═══ Given data ═══

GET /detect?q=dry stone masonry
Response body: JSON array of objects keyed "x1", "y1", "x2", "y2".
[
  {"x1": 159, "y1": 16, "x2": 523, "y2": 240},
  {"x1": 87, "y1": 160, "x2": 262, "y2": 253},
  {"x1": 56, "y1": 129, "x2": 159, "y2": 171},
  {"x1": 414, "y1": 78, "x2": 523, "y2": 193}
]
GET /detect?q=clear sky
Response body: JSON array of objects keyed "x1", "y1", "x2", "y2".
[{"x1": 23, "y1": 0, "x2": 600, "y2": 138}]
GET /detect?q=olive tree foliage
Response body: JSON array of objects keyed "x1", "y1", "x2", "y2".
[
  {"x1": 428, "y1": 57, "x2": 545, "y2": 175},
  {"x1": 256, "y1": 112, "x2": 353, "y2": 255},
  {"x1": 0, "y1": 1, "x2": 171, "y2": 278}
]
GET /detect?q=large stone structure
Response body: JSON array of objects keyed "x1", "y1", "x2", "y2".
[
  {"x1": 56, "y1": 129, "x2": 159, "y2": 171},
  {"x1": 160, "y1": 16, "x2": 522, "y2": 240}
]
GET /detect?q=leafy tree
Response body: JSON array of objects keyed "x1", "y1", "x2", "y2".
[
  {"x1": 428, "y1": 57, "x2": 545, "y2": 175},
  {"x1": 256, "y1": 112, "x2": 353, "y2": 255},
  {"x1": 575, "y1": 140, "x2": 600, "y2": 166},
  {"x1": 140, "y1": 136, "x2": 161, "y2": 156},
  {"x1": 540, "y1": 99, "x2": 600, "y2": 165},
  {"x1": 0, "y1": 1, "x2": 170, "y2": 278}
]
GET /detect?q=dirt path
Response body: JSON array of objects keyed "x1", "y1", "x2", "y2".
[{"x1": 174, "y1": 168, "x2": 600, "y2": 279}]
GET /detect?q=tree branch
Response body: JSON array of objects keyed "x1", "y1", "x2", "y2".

═══

## Your objective
Leaving out every line before the one with "GET /detect?q=dirt path", print the rest of the listing above exactly, through its final line.

## Result of the exercise
GET /detect?q=dirt path
Response body: JSON array of objects keyed "x1", "y1", "x2", "y2".
[{"x1": 174, "y1": 168, "x2": 600, "y2": 279}]
GET /detect?q=tree branch
Response body: JSON array of objects keyed "x1", "y1", "x2", "y2".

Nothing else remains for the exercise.